§ Problem to work on
Rewrite the lines below, from the line with "of the dirt" through the end of the records, with requests included. Multiply every coordinate in the answers by 1.25 and round to whole numbers, with halves rounded up, leave the pictures out, and give only these lines.

Coordinate annotation records:
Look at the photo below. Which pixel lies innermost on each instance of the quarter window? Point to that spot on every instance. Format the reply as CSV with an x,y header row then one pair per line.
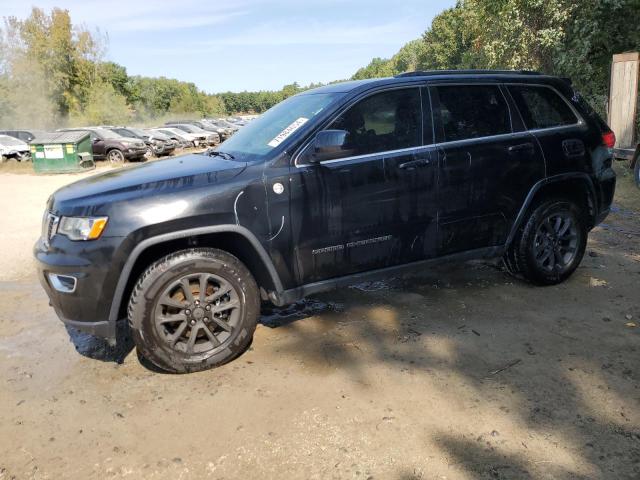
x,y
473,111
541,107
382,122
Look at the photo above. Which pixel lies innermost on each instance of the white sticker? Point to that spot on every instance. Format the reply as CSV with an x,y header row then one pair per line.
x,y
53,151
283,135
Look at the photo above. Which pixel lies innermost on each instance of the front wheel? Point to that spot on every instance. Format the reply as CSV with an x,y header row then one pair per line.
x,y
551,244
115,156
193,310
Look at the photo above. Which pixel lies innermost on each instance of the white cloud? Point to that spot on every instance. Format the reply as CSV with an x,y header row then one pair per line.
x,y
132,16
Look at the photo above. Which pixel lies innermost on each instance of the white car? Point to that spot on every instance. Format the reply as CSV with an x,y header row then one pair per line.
x,y
191,137
11,147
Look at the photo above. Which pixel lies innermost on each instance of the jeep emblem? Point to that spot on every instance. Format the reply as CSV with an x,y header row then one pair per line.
x,y
278,188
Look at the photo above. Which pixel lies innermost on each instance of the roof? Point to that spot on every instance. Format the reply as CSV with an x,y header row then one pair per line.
x,y
60,137
421,76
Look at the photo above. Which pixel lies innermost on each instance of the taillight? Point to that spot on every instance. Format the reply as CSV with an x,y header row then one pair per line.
x,y
609,139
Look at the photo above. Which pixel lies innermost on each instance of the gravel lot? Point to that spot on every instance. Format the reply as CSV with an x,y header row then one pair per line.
x,y
459,372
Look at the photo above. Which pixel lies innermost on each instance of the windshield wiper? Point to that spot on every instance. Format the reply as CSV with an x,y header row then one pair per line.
x,y
215,153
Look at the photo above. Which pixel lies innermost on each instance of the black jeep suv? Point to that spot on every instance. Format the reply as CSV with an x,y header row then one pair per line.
x,y
332,186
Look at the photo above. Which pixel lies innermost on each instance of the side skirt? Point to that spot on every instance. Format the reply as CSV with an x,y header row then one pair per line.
x,y
295,294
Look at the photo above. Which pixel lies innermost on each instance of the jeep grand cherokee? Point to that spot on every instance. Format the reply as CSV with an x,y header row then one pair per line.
x,y
342,183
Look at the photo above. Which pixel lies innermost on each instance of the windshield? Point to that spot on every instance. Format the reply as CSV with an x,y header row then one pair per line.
x,y
104,133
173,132
273,128
189,128
138,132
7,140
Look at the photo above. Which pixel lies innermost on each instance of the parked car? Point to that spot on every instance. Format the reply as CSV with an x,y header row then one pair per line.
x,y
205,137
25,135
237,121
111,146
11,147
157,144
218,124
187,139
219,134
344,183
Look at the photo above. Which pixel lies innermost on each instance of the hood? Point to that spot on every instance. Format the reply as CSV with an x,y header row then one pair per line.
x,y
150,179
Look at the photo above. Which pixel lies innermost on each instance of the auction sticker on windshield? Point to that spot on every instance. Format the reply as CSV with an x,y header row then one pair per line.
x,y
286,133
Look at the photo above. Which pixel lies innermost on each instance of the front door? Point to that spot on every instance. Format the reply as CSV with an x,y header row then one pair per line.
x,y
370,209
486,169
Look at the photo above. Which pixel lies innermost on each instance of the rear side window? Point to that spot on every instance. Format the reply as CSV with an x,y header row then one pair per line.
x,y
473,111
382,122
542,107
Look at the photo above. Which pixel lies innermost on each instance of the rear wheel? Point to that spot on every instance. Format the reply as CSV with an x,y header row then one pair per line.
x,y
551,244
194,310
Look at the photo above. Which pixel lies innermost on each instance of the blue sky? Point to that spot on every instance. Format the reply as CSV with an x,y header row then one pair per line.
x,y
247,44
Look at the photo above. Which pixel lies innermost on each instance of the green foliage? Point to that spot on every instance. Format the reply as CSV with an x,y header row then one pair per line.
x,y
104,106
52,72
558,37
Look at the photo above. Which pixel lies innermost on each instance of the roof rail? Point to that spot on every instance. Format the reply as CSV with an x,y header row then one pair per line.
x,y
426,73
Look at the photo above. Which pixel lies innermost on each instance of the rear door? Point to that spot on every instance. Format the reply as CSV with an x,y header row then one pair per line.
x,y
562,134
488,165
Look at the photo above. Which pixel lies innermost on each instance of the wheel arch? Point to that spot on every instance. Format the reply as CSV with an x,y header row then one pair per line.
x,y
233,239
576,186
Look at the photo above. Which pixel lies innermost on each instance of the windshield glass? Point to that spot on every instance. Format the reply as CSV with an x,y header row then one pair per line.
x,y
104,133
173,132
189,128
138,132
7,140
274,127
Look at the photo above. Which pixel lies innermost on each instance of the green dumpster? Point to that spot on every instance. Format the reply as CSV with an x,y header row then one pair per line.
x,y
61,152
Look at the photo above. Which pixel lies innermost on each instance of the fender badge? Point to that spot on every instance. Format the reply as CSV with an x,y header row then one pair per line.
x,y
278,188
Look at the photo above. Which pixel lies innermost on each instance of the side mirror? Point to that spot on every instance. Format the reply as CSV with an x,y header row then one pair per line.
x,y
329,145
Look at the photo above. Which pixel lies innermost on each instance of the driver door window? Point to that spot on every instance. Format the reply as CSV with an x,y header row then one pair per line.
x,y
383,122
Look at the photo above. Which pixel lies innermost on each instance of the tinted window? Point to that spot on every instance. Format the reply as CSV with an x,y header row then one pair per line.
x,y
541,107
473,111
385,121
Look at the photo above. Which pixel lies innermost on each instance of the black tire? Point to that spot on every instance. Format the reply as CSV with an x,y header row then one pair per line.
x,y
115,156
202,340
550,245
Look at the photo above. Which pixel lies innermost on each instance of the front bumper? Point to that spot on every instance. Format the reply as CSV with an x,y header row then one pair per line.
x,y
135,152
86,308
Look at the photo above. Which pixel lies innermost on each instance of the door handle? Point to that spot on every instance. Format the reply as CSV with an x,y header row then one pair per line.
x,y
523,147
415,163
573,148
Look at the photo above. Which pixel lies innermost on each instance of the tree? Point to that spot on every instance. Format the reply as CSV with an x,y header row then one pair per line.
x,y
104,106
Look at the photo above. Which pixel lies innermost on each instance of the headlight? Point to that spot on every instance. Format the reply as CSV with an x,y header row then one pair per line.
x,y
82,228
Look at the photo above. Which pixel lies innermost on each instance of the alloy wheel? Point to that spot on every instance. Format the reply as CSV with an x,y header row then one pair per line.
x,y
556,242
197,313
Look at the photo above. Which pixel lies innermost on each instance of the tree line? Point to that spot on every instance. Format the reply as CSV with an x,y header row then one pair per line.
x,y
54,73
557,37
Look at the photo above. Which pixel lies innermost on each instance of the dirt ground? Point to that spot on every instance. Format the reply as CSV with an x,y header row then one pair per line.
x,y
455,373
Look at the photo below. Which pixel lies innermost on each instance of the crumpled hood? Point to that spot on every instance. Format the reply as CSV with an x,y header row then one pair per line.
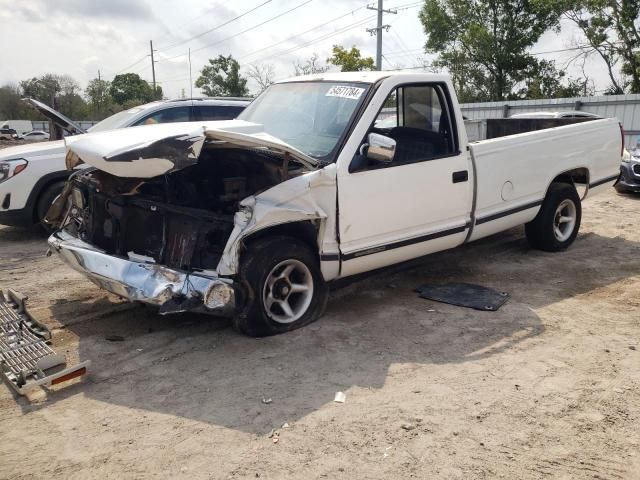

§ Solution for this problem
Look at the photo above. Which pixel lies innermost on each instance of the dirt ground? Point to that spot on every instance. Format the reply as CSV with an x,y header row then one pair per line.
x,y
569,466
Look at the photo below. Which pixel lies innermost on each instance of the crumpled hood? Point to that spot on every instance. Format the reply as CSV with an x,y header row then one pair per line.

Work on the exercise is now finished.